* _Instructions to follow_: Begin with the line holding "Exercise. Point to the grass field", then print every line after it through the end of the data, exactly and with nothing added.

* _Supplied material_:

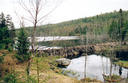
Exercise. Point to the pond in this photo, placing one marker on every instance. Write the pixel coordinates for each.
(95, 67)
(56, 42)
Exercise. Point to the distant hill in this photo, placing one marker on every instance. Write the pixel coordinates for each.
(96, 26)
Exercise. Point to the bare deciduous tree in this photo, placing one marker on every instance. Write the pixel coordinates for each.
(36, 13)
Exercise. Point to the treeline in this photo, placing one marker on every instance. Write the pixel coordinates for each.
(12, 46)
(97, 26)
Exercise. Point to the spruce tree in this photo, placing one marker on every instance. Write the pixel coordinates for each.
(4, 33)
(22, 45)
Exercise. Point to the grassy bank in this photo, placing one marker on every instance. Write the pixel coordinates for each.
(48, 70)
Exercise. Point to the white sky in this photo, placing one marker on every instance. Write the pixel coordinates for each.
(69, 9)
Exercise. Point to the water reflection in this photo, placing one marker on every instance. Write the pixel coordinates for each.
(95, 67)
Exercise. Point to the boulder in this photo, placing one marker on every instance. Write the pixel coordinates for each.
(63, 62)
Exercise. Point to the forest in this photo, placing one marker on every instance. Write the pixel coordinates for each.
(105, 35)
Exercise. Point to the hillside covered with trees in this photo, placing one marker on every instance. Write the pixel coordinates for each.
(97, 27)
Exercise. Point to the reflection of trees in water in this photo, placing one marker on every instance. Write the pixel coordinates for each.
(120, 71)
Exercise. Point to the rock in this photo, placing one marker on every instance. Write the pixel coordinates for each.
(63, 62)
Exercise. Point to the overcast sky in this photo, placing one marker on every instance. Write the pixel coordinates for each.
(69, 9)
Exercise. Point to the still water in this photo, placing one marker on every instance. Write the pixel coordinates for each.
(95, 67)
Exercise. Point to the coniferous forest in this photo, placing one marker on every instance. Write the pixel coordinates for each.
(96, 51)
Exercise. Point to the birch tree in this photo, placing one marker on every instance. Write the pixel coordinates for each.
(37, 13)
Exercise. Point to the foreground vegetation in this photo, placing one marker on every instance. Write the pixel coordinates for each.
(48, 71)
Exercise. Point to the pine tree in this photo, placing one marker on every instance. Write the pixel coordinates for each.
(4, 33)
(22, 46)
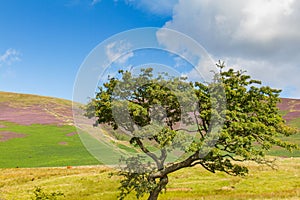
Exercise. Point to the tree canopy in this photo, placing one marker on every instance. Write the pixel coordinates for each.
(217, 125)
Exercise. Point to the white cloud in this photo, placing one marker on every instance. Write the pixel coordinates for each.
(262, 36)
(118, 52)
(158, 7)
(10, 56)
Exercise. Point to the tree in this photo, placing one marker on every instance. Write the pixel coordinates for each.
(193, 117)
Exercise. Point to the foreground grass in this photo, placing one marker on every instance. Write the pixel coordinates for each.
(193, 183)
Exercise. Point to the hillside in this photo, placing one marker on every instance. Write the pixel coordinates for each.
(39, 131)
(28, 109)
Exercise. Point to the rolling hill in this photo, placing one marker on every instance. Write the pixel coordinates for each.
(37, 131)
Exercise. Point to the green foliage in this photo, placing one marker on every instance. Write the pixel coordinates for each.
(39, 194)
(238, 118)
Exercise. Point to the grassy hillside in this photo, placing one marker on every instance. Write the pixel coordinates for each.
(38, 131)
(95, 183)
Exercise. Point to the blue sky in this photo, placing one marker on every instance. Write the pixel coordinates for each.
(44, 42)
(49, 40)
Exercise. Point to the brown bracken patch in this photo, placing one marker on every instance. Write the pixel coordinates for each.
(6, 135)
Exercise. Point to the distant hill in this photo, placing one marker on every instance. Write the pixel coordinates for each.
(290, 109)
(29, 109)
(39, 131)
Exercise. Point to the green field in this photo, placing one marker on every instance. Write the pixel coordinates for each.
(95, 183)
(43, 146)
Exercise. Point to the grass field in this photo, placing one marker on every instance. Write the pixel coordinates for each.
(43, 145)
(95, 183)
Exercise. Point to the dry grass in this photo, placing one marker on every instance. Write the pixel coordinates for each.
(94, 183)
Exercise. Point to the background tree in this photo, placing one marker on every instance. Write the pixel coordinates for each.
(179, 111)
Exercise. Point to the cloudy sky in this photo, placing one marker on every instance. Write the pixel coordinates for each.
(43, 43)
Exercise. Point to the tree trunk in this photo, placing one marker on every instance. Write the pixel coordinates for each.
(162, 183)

* _Task solution_:
Exercise. Point to the grass field in this photo, placing one marker on every instance. Write the pixel coordinates for each.
(43, 145)
(95, 183)
Exercise. Point to the dry grass in this photo, placing one marker on every instance. Write the pixel coordinates for each.
(94, 183)
Exercise. Point to the background tree in this photo, placing one marker on every instance. Write the pixel coordinates for each.
(179, 111)
Exercise. Point to the cloudy sky in this photo, placing one marker on every instance. Write the pixel coordinates for each.
(43, 43)
Exercise. Point to the tree trunk in this photo, placing one marker on every instance. Write the pixel coordinates for each.
(162, 183)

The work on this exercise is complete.